ABOUT THIS TASK
Could you print every entry below exactly as given?
Start of TASK DATA
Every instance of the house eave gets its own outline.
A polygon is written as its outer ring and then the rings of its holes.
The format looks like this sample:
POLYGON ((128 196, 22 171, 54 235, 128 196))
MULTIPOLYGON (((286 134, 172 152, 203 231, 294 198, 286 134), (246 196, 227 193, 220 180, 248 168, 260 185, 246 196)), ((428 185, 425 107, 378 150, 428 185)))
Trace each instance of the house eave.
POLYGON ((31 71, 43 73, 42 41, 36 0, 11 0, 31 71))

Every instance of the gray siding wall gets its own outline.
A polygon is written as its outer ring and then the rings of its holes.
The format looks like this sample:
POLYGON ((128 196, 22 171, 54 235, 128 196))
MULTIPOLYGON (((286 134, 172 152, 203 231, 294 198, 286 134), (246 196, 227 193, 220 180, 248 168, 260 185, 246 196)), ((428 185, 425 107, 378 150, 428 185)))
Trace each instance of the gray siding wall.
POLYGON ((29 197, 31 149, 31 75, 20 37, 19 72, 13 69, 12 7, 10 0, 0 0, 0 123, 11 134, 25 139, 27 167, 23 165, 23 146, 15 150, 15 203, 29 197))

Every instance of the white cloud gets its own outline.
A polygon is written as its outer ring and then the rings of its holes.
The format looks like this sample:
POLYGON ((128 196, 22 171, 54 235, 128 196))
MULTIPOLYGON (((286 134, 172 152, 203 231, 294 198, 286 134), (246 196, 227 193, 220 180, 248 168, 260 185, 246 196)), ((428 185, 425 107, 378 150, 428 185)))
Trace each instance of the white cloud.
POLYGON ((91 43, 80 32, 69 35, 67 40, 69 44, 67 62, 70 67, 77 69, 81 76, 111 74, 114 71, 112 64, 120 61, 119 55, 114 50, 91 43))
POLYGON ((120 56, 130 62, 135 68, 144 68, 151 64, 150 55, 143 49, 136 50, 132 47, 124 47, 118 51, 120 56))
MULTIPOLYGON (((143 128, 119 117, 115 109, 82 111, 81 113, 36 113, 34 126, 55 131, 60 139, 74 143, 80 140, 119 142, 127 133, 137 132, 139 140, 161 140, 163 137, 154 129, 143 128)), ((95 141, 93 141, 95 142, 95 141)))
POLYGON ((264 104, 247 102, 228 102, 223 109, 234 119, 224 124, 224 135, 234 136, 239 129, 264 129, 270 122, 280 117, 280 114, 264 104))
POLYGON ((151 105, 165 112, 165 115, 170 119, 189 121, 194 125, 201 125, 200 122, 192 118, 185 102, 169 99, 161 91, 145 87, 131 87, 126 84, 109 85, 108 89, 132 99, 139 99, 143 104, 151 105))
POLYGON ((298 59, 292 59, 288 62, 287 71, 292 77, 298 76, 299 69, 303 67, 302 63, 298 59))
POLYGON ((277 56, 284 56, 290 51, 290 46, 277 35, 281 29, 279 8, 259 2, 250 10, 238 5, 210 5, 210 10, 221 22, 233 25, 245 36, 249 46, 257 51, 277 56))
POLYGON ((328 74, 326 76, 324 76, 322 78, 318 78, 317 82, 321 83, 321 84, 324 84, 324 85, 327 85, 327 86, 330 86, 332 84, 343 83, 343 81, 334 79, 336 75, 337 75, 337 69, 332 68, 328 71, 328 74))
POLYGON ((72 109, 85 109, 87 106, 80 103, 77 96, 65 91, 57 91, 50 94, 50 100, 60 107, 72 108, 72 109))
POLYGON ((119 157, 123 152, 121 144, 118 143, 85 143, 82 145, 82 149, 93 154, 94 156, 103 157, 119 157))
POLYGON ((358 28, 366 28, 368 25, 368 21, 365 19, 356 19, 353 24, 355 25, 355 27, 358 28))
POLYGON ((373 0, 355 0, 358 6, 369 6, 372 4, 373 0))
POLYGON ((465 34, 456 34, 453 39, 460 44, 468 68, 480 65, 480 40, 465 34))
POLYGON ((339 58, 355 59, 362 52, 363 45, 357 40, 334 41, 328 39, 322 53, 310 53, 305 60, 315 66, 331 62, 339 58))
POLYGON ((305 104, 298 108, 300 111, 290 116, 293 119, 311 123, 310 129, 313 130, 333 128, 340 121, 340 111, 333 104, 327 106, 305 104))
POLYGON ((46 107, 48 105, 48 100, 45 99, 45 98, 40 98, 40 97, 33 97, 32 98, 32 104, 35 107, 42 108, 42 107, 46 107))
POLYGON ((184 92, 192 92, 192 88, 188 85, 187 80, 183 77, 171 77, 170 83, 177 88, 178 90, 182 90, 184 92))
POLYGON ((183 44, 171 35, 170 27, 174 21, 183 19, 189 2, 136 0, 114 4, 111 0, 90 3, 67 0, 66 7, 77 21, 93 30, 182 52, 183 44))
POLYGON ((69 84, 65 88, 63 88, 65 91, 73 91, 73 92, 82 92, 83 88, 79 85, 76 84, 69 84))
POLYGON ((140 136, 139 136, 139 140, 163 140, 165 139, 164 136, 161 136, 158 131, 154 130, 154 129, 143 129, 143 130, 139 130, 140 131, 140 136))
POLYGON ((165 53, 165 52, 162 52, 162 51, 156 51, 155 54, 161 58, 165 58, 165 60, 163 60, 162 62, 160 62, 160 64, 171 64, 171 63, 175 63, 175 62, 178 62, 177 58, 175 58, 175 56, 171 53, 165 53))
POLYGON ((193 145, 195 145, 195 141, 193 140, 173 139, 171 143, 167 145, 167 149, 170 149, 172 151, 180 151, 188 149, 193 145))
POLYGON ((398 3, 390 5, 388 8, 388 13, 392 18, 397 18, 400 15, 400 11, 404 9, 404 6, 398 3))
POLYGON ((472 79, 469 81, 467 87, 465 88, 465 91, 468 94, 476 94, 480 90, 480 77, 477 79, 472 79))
End of TASK DATA
WRITTEN ANSWER
Every instance of the house eave gets its own outline.
A polygon is written as its outer ring and then the rings of its holes.
The format looks like this sample:
POLYGON ((128 196, 22 171, 54 235, 128 196))
MULTIPOLYGON (((286 134, 172 152, 203 231, 294 198, 286 134), (246 196, 227 193, 220 180, 248 168, 260 185, 246 196)), ((428 185, 425 107, 378 150, 428 185)))
Trace each instance of the house eave.
POLYGON ((31 71, 43 73, 42 41, 36 0, 11 0, 31 71))

Every instance of the gray siding wall gets its own outline.
A polygon is written as its outer ring and then the rings of its holes.
The format looks like this sample:
POLYGON ((128 196, 22 171, 54 235, 128 196))
MULTIPOLYGON (((286 134, 172 152, 203 231, 294 198, 286 134), (246 196, 227 193, 220 180, 248 168, 260 185, 246 196)), ((428 185, 425 107, 378 150, 428 185)))
Trace each instance of the gray siding wall.
POLYGON ((29 197, 31 149, 31 75, 20 37, 19 72, 13 69, 12 7, 10 0, 0 0, 0 123, 11 134, 25 139, 27 167, 23 165, 23 146, 15 150, 15 203, 29 197))

Every instance of the white cloud gets its own outline.
A polygon is written as its outer ring and then the rings of its holes.
The format looks like this sample:
POLYGON ((128 196, 22 171, 54 235, 128 196))
MULTIPOLYGON (((286 134, 172 152, 203 231, 294 198, 286 134), (246 196, 227 193, 220 180, 248 168, 260 185, 246 196)), ((428 185, 425 107, 378 150, 428 185)))
Trace each instance of the white cloud.
POLYGON ((91 43, 80 32, 69 35, 67 40, 69 44, 67 62, 70 67, 77 69, 81 76, 111 74, 114 71, 112 64, 120 61, 119 55, 114 50, 91 43))
POLYGON ((120 56, 130 62, 135 68, 144 68, 151 64, 150 55, 143 49, 136 50, 132 47, 124 47, 118 51, 120 56))
MULTIPOLYGON (((143 128, 119 117, 115 109, 82 111, 81 113, 36 113, 34 126, 55 131, 60 139, 74 143, 80 140, 119 142, 127 133, 137 132, 139 140, 161 140, 163 137, 154 129, 143 128)), ((95 141, 93 141, 95 142, 95 141)))
POLYGON ((264 104, 247 102, 228 102, 223 109, 234 119, 224 124, 224 135, 234 136, 239 129, 264 129, 270 122, 280 117, 280 114, 264 104))
POLYGON ((151 105, 165 112, 165 115, 170 119, 189 121, 194 125, 201 125, 200 122, 192 118, 185 102, 169 99, 161 91, 145 87, 131 87, 126 84, 109 85, 108 89, 132 99, 139 99, 143 104, 151 105))
POLYGON ((298 59, 292 59, 288 62, 287 71, 292 77, 298 76, 299 69, 303 67, 302 63, 298 59))
POLYGON ((277 56, 284 56, 290 51, 290 46, 277 35, 281 29, 279 8, 259 2, 250 10, 238 5, 210 5, 210 10, 221 22, 233 25, 245 36, 249 46, 257 51, 277 56))
POLYGON ((328 74, 326 76, 324 76, 322 78, 318 78, 317 82, 321 83, 321 84, 324 84, 324 85, 327 85, 327 86, 330 86, 332 84, 343 83, 343 81, 334 79, 336 75, 337 75, 337 69, 332 68, 328 71, 328 74))
POLYGON ((72 109, 85 109, 87 106, 80 103, 77 96, 65 91, 57 91, 50 94, 50 100, 60 107, 72 108, 72 109))
POLYGON ((119 157, 123 152, 121 144, 118 143, 85 143, 82 145, 82 149, 93 154, 94 156, 103 157, 119 157))
POLYGON ((358 28, 366 28, 368 25, 368 21, 365 19, 356 19, 353 24, 355 25, 355 27, 358 28))
POLYGON ((373 0, 355 0, 358 6, 369 6, 372 4, 373 0))
POLYGON ((465 34, 456 34, 453 39, 460 44, 468 68, 480 65, 480 40, 465 34))
POLYGON ((339 58, 355 59, 362 52, 363 45, 357 40, 334 41, 328 39, 322 53, 310 53, 305 60, 315 66, 331 62, 339 58))
POLYGON ((305 104, 298 108, 300 111, 290 116, 293 119, 311 123, 310 129, 313 130, 333 128, 340 121, 340 111, 333 104, 327 106, 305 104))
POLYGON ((46 107, 48 105, 48 100, 45 99, 45 98, 40 98, 40 97, 33 97, 32 98, 32 104, 35 107, 42 108, 42 107, 46 107))
POLYGON ((184 92, 192 92, 192 88, 188 85, 187 80, 183 77, 171 77, 170 83, 177 88, 178 90, 182 90, 184 92))
POLYGON ((183 44, 171 35, 170 27, 174 21, 183 19, 189 2, 136 0, 114 4, 111 0, 90 3, 67 0, 66 7, 77 21, 93 30, 182 52, 183 44))
POLYGON ((69 84, 65 88, 63 88, 65 91, 73 91, 73 92, 82 92, 83 88, 79 85, 76 84, 69 84))
POLYGON ((140 136, 139 136, 139 140, 163 140, 165 139, 164 136, 161 136, 158 131, 154 130, 154 129, 143 129, 143 130, 139 130, 140 131, 140 136))
POLYGON ((165 53, 165 52, 162 52, 162 51, 156 51, 155 54, 161 58, 165 58, 165 60, 163 60, 162 62, 160 62, 160 64, 171 64, 171 63, 175 63, 175 62, 178 62, 177 58, 175 58, 175 56, 171 53, 165 53))
POLYGON ((193 145, 195 145, 195 141, 193 140, 173 139, 171 143, 167 145, 167 149, 170 149, 172 151, 180 151, 188 149, 193 145))
POLYGON ((398 3, 390 5, 388 8, 388 13, 392 18, 397 18, 400 15, 400 11, 404 9, 404 6, 398 3))
POLYGON ((472 79, 469 81, 467 87, 465 88, 465 91, 468 94, 476 94, 480 90, 480 77, 477 79, 472 79))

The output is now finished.